Link to paper

The full paper is available here.

You can also find the paper on PapersWithCode here.

Abstract

  • Machine translation quality estimation (QE) predicts human judgements of a translation hypothesis without seeing the reference.
  • State-of-the-art QE systems based on pretrained language models have been achieving remarkable correlations with human judgements.
  • Limitations of these systems include being computationally heavy and requiring human annotations.
  • Metric estimation (ME) predicts automated metric scores without the reference.
  • ME model can estimate automated metrics at the sentence-level.
  • Automated metrics correlate with human judgements, allowing for pre-training of a QE model.
  • Pre-training on TER is better than training for scratch for the QE task.

Paper Content

Introduction

  • Quality estimation (QE) is used in machine translation production pipelines.
  • QE is used to decide whether to send an MT output for post-editing or use it directly.
  • Human-annotated judgements of translation quality are scarce and costly.
  • Automated metrics can be used to reduce the cost of learning QE models.
  • Automated metrics can generate large amounts of QE data.
  • Automated metrics can be used to partially substitute for human data during training.
  • Research questions investigate if automated metrics can be reliably predicted without the reference.
  • Experiments are conducted on English → German language direction.
  • BLEU is predictable with 60.4% sentence-level Pearson’s correlation.
  • Authentic parallel data is needed for ME models.
  • ME system can be trained on one MT system and used on a different MT system.
  • Pre-training on Translation Edit Rate (TER) leads to better results than training on the QE data directly.

Our metric estimation model

  • Two ME models are built, one glassbox and one blackbox
  • Glassbox model uses hand-crafted features and features from the MT system
  • Blackbox model only uses access to the MT system output
  • Both models are optimized with mean-squared error against a particular metric
  • Features used include decoder confidence, source and target lengths, average distance and variance between hypotheses
  • Baselines include linear regression on TF-IDF features, linear regression on all text and MT features, and fine-tuned mBERT
  • Automated metrics used include BLEU, ChrF, TER, METEOR, and COMET
  • QE is done at the sentence level

Experiment setup

  • Translated 500k English→German sentences of the WMT14 dataset
  • Used pre-trained WMT19 model by Ng et al.
====
Your tasks:
a: Duplicate the paper summary word for word, starting at "Link to paper" and ending at "seeing the reference.".
b: According to the paper summary, in which language direction are the experiments conducted?

Extracted data entries
====
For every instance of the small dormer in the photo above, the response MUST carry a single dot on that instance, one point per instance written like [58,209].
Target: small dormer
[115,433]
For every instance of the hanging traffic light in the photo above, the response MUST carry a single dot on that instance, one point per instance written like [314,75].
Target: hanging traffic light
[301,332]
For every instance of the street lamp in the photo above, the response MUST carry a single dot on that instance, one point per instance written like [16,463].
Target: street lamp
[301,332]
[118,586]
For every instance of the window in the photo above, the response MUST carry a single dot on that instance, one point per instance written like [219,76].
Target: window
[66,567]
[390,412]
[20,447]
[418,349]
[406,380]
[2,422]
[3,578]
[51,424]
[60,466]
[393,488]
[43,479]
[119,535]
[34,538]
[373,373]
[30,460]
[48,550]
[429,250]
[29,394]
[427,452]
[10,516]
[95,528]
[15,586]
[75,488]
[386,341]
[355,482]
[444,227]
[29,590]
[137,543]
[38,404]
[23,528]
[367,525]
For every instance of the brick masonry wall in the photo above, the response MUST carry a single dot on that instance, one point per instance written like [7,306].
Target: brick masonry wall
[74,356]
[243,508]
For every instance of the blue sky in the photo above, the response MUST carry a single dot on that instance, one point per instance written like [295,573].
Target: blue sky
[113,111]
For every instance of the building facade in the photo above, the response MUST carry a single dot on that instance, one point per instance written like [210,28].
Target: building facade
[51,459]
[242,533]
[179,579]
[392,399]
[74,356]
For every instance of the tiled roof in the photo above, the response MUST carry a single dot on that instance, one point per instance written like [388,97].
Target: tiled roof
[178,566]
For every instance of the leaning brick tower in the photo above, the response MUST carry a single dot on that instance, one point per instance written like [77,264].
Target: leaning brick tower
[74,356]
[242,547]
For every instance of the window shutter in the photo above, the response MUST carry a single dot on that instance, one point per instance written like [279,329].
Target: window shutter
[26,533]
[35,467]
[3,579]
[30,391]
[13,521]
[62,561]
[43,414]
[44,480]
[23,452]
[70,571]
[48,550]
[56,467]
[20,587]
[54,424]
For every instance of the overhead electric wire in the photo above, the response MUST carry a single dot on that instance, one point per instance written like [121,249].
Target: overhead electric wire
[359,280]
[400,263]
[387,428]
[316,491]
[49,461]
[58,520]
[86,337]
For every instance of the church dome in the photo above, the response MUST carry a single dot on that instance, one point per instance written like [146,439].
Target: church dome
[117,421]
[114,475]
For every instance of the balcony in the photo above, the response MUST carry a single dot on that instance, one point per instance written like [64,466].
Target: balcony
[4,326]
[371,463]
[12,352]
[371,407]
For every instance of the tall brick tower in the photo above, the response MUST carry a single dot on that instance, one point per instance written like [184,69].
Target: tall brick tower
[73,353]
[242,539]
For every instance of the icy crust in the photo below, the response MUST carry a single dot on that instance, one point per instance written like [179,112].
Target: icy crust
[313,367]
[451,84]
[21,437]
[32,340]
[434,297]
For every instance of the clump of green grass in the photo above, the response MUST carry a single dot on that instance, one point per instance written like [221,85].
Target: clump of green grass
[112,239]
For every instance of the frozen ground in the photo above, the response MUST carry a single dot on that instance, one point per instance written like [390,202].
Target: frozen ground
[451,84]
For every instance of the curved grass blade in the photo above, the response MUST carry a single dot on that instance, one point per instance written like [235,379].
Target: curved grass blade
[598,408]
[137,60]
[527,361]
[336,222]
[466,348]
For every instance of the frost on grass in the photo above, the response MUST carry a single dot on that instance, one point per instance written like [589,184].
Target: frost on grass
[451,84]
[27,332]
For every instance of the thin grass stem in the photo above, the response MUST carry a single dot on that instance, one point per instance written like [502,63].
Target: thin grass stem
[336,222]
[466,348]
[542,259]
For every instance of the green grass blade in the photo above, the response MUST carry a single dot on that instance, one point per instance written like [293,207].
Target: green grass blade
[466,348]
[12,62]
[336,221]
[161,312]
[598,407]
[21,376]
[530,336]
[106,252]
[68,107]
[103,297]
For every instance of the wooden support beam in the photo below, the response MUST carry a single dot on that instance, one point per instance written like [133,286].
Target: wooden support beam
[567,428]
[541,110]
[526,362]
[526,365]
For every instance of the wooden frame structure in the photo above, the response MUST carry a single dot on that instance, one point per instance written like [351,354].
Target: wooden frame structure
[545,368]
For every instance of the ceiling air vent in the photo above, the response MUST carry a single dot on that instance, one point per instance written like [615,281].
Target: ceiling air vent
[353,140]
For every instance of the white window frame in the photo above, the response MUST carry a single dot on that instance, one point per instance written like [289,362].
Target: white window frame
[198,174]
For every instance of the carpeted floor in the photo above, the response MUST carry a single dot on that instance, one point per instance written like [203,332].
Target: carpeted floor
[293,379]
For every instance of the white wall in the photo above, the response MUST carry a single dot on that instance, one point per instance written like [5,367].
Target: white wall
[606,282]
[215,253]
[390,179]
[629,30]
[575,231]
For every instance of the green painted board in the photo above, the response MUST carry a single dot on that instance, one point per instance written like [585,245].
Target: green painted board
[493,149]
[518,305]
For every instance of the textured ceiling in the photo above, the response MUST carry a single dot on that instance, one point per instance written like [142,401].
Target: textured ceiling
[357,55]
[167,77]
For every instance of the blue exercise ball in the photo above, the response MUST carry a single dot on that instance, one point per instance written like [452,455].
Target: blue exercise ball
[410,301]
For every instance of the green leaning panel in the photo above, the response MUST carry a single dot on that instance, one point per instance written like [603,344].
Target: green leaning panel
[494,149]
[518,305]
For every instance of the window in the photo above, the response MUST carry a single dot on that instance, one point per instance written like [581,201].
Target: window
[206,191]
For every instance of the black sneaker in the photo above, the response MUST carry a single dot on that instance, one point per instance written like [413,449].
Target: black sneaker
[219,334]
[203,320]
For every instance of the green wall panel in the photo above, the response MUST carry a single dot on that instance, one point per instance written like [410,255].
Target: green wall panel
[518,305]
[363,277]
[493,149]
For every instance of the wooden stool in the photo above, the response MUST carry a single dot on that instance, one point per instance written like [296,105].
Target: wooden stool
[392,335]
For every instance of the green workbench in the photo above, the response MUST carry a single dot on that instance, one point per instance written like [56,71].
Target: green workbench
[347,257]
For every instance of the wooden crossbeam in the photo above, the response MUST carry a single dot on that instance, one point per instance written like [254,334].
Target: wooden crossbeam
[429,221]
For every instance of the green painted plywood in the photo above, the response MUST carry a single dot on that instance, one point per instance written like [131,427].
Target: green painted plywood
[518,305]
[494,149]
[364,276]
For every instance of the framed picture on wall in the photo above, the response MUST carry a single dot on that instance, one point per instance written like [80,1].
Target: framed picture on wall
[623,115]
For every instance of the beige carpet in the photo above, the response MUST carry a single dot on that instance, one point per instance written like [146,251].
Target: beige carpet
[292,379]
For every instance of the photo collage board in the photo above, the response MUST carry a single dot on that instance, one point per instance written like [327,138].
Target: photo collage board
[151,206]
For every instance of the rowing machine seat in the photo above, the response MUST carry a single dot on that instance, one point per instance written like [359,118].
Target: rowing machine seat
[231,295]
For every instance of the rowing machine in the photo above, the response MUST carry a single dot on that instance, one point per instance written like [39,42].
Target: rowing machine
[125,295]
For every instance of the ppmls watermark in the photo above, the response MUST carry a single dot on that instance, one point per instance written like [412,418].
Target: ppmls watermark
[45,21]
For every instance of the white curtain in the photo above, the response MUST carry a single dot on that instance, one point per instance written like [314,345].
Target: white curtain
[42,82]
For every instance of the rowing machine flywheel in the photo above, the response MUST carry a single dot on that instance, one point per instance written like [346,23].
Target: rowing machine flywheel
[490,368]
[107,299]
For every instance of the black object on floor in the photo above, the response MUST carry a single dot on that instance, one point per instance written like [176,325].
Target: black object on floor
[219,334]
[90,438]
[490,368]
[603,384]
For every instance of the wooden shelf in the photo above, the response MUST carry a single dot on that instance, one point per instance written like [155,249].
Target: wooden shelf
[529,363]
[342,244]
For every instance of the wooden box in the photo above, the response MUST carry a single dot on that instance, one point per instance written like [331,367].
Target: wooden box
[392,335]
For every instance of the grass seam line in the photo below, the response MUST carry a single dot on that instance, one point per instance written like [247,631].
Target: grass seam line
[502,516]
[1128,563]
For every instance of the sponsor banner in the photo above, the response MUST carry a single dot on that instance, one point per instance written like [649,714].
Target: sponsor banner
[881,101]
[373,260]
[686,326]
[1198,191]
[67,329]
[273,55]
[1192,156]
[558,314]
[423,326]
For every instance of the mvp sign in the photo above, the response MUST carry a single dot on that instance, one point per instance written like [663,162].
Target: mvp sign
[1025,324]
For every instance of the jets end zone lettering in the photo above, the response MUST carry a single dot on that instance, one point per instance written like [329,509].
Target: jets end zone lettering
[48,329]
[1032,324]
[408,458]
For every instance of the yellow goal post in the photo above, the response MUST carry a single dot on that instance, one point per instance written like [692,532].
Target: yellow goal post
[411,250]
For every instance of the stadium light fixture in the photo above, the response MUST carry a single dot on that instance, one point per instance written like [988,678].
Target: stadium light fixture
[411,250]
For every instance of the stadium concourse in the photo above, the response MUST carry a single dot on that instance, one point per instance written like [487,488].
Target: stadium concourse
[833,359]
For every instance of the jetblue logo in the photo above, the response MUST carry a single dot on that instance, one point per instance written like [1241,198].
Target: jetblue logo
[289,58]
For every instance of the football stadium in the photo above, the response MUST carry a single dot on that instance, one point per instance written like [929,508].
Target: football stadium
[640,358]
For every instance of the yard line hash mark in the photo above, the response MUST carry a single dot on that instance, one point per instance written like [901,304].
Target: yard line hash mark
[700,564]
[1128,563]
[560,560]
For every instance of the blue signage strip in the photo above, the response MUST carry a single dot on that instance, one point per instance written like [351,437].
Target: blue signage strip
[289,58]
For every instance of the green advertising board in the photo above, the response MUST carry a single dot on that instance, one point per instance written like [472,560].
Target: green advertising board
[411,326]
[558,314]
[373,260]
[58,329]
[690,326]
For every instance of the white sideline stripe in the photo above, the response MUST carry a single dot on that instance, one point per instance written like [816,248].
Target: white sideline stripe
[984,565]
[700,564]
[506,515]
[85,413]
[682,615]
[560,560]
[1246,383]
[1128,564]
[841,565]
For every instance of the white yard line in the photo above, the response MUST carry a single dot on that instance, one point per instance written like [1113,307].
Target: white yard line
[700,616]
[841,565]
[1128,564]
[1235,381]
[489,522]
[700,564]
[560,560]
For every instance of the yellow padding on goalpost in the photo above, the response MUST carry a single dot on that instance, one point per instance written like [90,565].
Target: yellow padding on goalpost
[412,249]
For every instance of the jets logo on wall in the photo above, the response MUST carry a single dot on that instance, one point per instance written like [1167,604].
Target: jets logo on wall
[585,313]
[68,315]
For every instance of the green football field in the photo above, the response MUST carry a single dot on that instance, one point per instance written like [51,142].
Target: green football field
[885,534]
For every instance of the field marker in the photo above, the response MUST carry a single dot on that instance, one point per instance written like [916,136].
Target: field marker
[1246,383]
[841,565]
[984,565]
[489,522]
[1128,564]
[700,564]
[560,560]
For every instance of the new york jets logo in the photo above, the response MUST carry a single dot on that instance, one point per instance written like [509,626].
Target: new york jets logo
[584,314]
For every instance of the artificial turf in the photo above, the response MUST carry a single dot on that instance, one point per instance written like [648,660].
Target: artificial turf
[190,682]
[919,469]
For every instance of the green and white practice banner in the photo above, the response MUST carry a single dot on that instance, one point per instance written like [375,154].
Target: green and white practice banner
====
Completed exercise:
a:
Link to paper

The full paper is available here.

You can also find the paper on PapersWithCode here.

Abstract

  • Machine translation quality estimation (QE) predicts human judgements of a translation hypothesis without seeing the reference.

b: English → German.